Task instructions:
Using the article on work comp outcomes, decide whether each statement agrees with it. Answer yes or no for each and quote the words that decide it.
1. The author's company has provided hundreds of thousands of workers' compensation visits.
2. The formula most intermediaries use draws on data that reflects the quality of clinical performance.
3. Einstein articulated the theory of relativity in 1915.

Text section:
%%
Einstein’s Theory on Work Comp Outcome
Over the last decade, I have been fortunate to grow a physical therapy company that has provided hundreds of thousands of workers’ compensation visits. I have learned a great deal about the good, the bad and the ugly in our industry during this time. One lesson is most significant: The term “outcome” is among the most misused and misapplied phrases in workers’ compensation. Very few consultants, intermediaries and “experts” actually assess the value of their provider networks because they lack the ability to truly define an outcome.
A Lesson From Einstein
In 1905, Albert Einstein articulated the theory of relativity, including what must be the most recognizable formula in history: E = MC-squared. This theory has stood the test of time as an accurate reflection of the relationship between energy and mass. Similarly, in workers’ compensation, we have utilized a formula to allegedly explain the “theory of outcomes” as the relationship between cost and clinical performance. The problem is that our equation for outcomes is incomplete and inaccurate.
Ask your intermediary how they rank healthcare providers. Inevitably, most will articulate some iteration of:
Outcomes = Price x Utilization
Or, O = PU (ironic when you say it out loud). But this is a false promise. This formula uses data derived only from claims and has no capacity to reflect the quality of the clinical performance. An effective definition of outcome incorporates price and incorporates utilization but must balance that analysis with an understanding of functional improvement. Without incorporating functional improvement into the equation, you have a useless collection of letters and numbers masquerading as a mechanism for transparency and clarity. O = PU is to the “theory of outcomes” what E = C-squared would be to the theory of relativity – partially expressed and therefore completely wrong.
%%
Material supplied:
%%
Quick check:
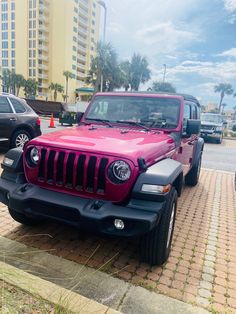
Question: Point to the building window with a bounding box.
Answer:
[2,32,8,40]
[2,13,8,21]
[2,41,8,49]
[2,50,8,58]
[2,60,8,67]
[2,23,8,31]
[2,3,8,12]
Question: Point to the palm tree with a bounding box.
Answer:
[214,83,234,112]
[152,82,176,93]
[15,74,25,96]
[63,71,74,102]
[49,83,64,101]
[24,79,38,98]
[86,42,122,91]
[130,53,151,91]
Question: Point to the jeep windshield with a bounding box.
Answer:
[85,96,180,129]
[201,113,223,124]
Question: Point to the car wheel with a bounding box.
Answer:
[8,207,43,226]
[11,130,32,148]
[185,154,202,186]
[140,188,177,265]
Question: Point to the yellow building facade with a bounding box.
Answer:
[0,0,100,102]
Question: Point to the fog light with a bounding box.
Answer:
[114,219,125,230]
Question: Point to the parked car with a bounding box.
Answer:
[0,93,204,265]
[201,113,226,144]
[0,93,41,148]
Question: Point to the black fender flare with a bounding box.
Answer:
[132,158,183,198]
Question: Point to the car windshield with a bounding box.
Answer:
[201,114,223,124]
[85,96,180,128]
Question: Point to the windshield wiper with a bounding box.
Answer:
[116,120,150,131]
[86,118,113,128]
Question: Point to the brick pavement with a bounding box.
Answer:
[0,153,236,313]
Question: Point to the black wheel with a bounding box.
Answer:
[11,130,32,148]
[8,207,42,226]
[140,188,177,265]
[185,154,202,186]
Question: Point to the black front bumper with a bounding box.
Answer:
[0,178,165,236]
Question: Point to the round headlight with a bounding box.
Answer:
%%
Problem solution:
1. Yes: "provided hundreds of thousands of workers’ compensation visits"
2. No: "This formula uses data derived only from claims and has no capacity to reflect the quality of the clinical performance."
3. No: "In 1905, Albert Einstein articulated the theory of relativity"